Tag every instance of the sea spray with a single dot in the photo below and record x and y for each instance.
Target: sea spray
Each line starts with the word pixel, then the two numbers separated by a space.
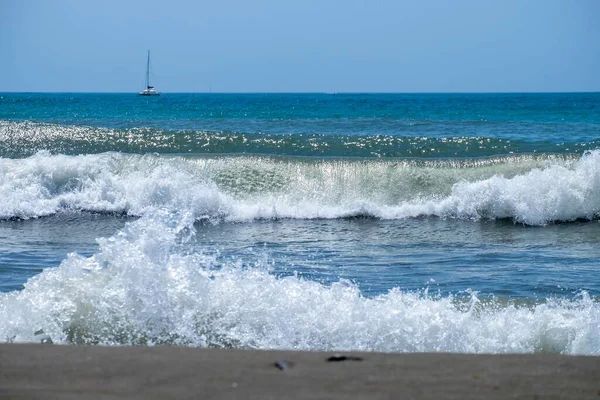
pixel 525 189
pixel 145 285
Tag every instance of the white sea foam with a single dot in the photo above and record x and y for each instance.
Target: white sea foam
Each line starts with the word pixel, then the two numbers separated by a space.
pixel 142 287
pixel 247 188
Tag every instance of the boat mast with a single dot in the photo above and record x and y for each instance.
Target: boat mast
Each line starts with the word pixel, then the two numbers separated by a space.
pixel 148 71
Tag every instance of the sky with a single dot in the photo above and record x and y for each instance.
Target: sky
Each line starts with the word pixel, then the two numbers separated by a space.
pixel 300 45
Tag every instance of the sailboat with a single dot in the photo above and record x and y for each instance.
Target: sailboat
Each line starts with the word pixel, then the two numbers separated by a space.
pixel 149 91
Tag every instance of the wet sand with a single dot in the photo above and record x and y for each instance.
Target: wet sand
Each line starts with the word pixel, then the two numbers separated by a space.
pixel 32 371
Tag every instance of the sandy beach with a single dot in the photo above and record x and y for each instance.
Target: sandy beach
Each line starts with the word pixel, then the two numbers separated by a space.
pixel 29 371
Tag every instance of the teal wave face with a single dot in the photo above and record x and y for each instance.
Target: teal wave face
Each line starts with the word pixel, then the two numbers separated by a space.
pixel 533 190
pixel 23 139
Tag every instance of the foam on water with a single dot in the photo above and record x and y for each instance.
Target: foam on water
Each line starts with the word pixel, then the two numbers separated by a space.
pixel 526 189
pixel 25 138
pixel 144 286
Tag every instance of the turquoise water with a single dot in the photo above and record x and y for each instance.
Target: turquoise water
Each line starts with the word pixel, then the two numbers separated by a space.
pixel 388 222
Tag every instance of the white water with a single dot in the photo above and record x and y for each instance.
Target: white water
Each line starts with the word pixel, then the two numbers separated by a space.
pixel 248 188
pixel 144 287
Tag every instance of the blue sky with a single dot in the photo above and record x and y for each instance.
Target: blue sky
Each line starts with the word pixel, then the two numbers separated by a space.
pixel 301 45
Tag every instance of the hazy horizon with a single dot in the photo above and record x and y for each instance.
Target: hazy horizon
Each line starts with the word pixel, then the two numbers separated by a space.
pixel 329 46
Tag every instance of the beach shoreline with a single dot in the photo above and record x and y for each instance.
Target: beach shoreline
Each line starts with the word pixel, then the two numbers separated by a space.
pixel 47 371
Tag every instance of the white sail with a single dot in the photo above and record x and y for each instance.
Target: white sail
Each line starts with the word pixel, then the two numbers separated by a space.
pixel 149 90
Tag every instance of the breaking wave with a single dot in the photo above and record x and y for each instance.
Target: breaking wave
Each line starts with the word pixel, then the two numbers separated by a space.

::::::::

## PROBLEM REQUIREMENTS
Although the records contain pictures, the output must hold only their exact wording.

## SOLUTION TO THIS EXERCISE
Tag every instance of the sea spray with a single dot in the photo below and record x and y for each instance.
Target: sea spray
Each line starts with the word pixel, then the two numbers separated by a space.
pixel 525 189
pixel 145 285
Tag every instance of the white sea foam with a single dot in the photo above and record x and y for each instance.
Target: white sea foam
Each line starts with the word pixel, then the two numbers separated by a space.
pixel 142 287
pixel 247 188
Tag every instance of the boat mast with a single dot in the photo above and record x and y for each instance.
Target: boat mast
Each line starts with the word pixel, then the two numbers separated by a space.
pixel 148 71
Tag every instance of the sky with a single dot in the photo above and record x and y for each instance.
Target: sky
Each line starts with the word pixel, then the two numbers separated by a space.
pixel 300 45
Tag every instance of the sailboat with a single dot in the photo above and record x and y for each instance.
Target: sailboat
Each line starts with the word pixel, then the two numbers separated by a space.
pixel 149 91
Tag every instance of the wet sand with a single dot in the photo above and record x and y for each instance.
Target: wet sand
Each line starts with the word pixel, then the two numbers separated by a space.
pixel 32 371
Tag every instance of the sandy beach with a single dot in the photo above and record x and y for each instance.
Target: sandy beach
Each line starts with the word pixel, then the two numbers separated by a space.
pixel 29 371
Tag every instance of the teal wave face with a single dot in the photo above and record x and y for each instance.
Target: teal wave face
Each line starts with the word pixel, then the two numbers separated by a space.
pixel 533 190
pixel 23 139
Tag every instance of the foam on water with a single dot in the photo above and record x and y for each instance.
Target: foam on water
Each line starts with the word pixel, then the two numbers separated by a space.
pixel 526 189
pixel 25 138
pixel 144 286
Tag every instance of the turquoise water with a single dot in the photo above and record x and y for each instance.
Target: turquoise water
Each line starts with the word pixel, then the two numbers separated by a space.
pixel 388 222
Tag every instance of the white water with a single dot in the photo above and record x and y for each instance.
Target: white water
Each line starts with the word pixel, then the two numbers separated by a space.
pixel 248 188
pixel 144 287
Tag every instance of the blue sky with a single dot in the photo above and record x and y for each instance.
Target: blue sky
Each line starts with the word pixel, then the two numbers separated by a space.
pixel 301 45
Tag every instance of the hazy horizon with a single dot in the photo above and record x and y for each instance.
Target: hazy horizon
Each line starts with the word pixel, then the two numbers separated by a space.
pixel 329 46
Tag every instance of the beach shoreline with a single dot in the photo above and record x and y for each instance.
Target: beach shoreline
Each line starts with the word pixel, then the two numbers separated by a space.
pixel 47 371
Tag every instance of the white sail with a single dot in the photo above and record x and y for each instance.
Target: white sail
Each line starts with the word pixel, then the two numbers separated by a space.
pixel 149 90
Tag every instance of the breaking wave with a single dot in the photo above and record x and y for each instance.
Target: breaking wave
Each line starts with the word pixel, then the two numbers separated by a space.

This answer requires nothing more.